SHORT TASK A: List the three topics that the article below on the December tornado outbreak says the NWS officials covered at the Severe Weather Workshop.
SHORT TASK B: According to the article below on the December tornado outbreak, where was the Severe Weather Workshop held?

NWS details science, events of December tornado outbreak

NWS officials spoke at a workshop Thursday in Paducah about what weather models revealed leading up to the night of Dec. 10, and the effectiveness of storm warnings.

More than three months after the December tornado outbreak, the National Weather Service’s Paducah office scientists held a workshop on the science of the storm and information messaging around the Dec. 10 disaster.

NWS officials spoke at a Severe Weather Workshop Thursday at Murray State University’s Paducah campus, covering the science of the tornado outbreak, the teamwork within the Paducah office and the steps taken by the office in the aftermath.

NWS scientist giving tornado presentation
Pat Spoden, science and operation officer with the National Weather Service in Paducah, presents on the December tornado outbreak. (Photo by Lily Burris, WKMS)

Pat Spoden, a science and operations officer with NWS, led a session on the advanced forecasting and warnings. He said the short-term models for that evening ran the gamut – some showing no storms at all, others presenting lines of storms and others still warning of a popcorn-like smattering of powerful storms across the area.

“Personally when I came in that day, that’s kind of what I was expecting was several storms, maybe in somewhat of a line, but several supercells, each one of them probably capable of producing a tornado,” Spoden said. “I did not expect a single storm to take over, and in fact, there were actually two that evening that really took over.”

MATERIAL:
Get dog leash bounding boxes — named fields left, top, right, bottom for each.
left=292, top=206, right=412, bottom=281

==

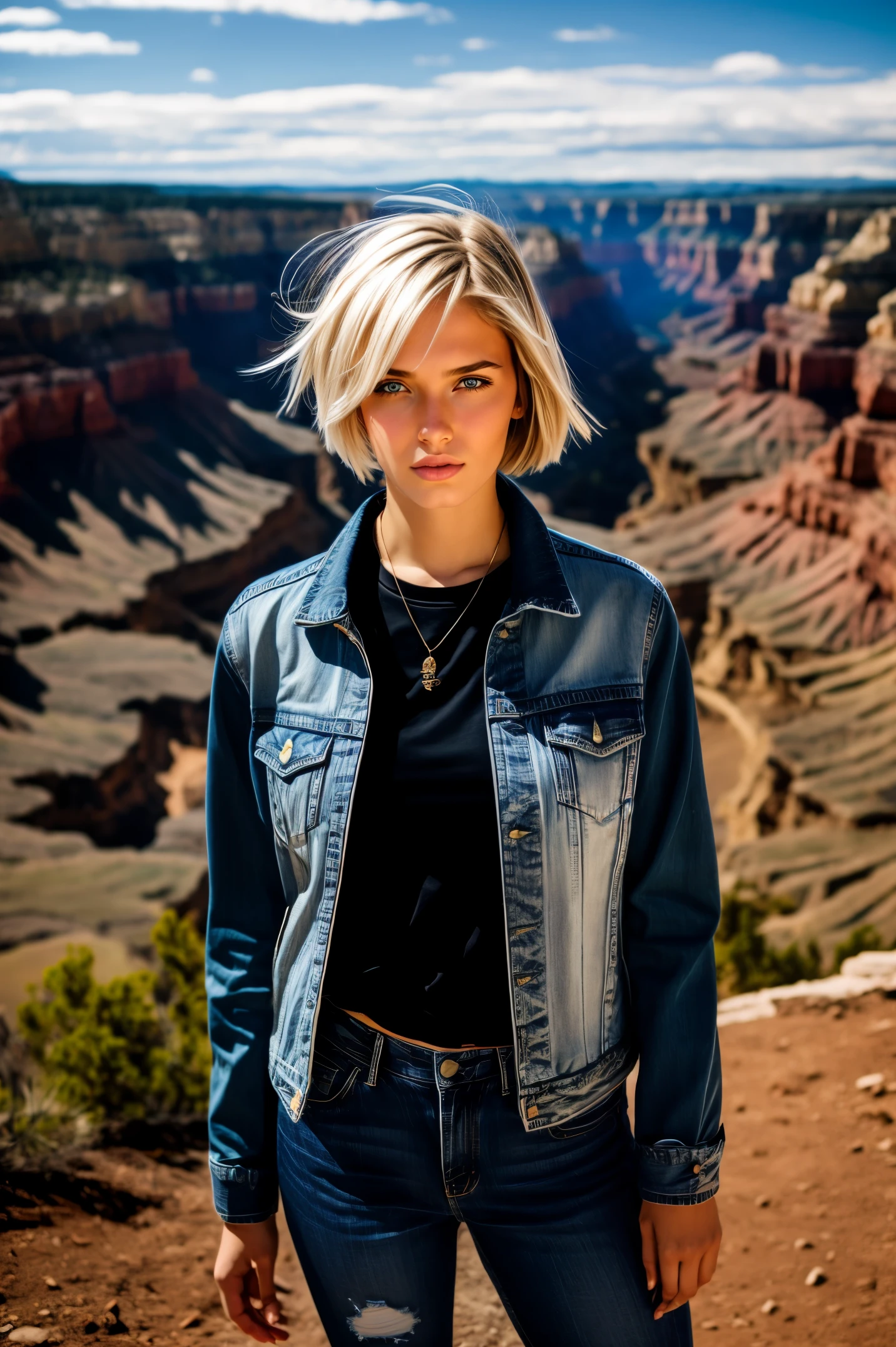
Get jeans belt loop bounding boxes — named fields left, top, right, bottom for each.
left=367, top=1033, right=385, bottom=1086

COMPLETE RESPONSE A:
1. The science of the tornado outbreak
2. The teamwork within the Paducah office
3. The steps taken by the office in the aftermath

COMPLETE RESPONSE B: At Murray State University's Paducah campus.